(EXCERPTED TEXT)
When we enter into college, we all go through different experiences. Some of us end up going off and graduating early, leaving the campus life behind. Some of us decide to go onto more years of school, through medical school or wanting to achieve that Ph.D. I know plenty of people that want to state that they are doctors or lawyers. I do not have that capacity to want to stay in school. I am ready to be done!
I have been in school for 16 YEARS. I did not take a break between transitioning from high school to college. Some people decided to travel abroad or work for a year. The only break I have is this semester and it is not necessarily my first choice. It was for my mental health and safety.
So, besides that, I will be a senior in college. That means I will cross that stage and earn my diploma stating that I finished all of my requirements and I earned that piece of paper through money, hard work, and discipline.
I have this GIANT worry though.
When I officially finish my college career, what next? What is going to happen when I go into the real world and have to acquire an “adult” job That terrifies me. That terrifies me that I will officially be responsible for myself.
Do not get me wrong, I have had to pay my own bills during my years of college. However, I cannot go begging my boss for an extension, unlike a professor that might be more lenient. I do not get to choose when I work, unlike my classes.
I am the WORST morning person ever. I tend to allow my insomnia dictate when I fall asleep. That is why I choose not to take early morning classes otherwise I would be the zombie, relying on my thermos of coffee in order to understand anything being said in that classroom.
When I go into the real world, there will be jobs that will require me to be up by 6 a.m. and off to work at an office desk by 7 a.m. It makes me gag because I am not that person that loves being up at the crack of dawn. However, I won’t get the option unless I get VERY lucky and find a job that has flexible hours.
I will be responsible for me. I cannot go running to my parents because they will see I am an adult. Granted, my parents are my everything and if I went to them for support, they would help me in any way that I can.
However, my parents are not responsible for my well being the moment I finish crossing that stage and earning my diploma. I have to find my own apartment, pay my own bills, and be able to cook my own food. I do this very much so before I finish my degree.
I also have to pick a job. I will have my degree in hand but I have to go out and make the effort to find the job. I won’t be able to rely on the college campus to give me a job or family relatives getting me in with them. I have to create that perfect resumé that will portray who I am. It is terrifying. However, I am glad I am thinking about it now before that final week of college. I want to be prepared for my adult life and that is OK!

Stored data entries:
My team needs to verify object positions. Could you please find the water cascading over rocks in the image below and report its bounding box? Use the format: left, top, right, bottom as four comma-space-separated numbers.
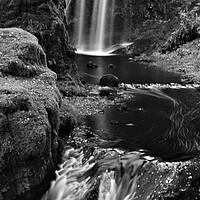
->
66, 0, 130, 55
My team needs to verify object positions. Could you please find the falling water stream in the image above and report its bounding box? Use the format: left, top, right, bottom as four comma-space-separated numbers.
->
42, 0, 200, 200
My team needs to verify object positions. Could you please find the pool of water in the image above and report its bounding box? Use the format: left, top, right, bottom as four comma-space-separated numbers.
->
76, 55, 181, 84
86, 88, 200, 161
77, 55, 200, 161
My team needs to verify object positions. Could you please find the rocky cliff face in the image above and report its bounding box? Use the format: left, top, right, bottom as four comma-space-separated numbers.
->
0, 28, 61, 200
0, 0, 77, 81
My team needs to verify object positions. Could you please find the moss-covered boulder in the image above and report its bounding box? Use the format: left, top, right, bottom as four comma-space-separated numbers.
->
0, 0, 80, 93
0, 28, 61, 200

(PROBLEM REQUIREMENTS)
According to the essay about finishing college, how long has the writer been in school? The data has no role in this exercise.

(RESULT FOR THIS TASK)
Sixteen years.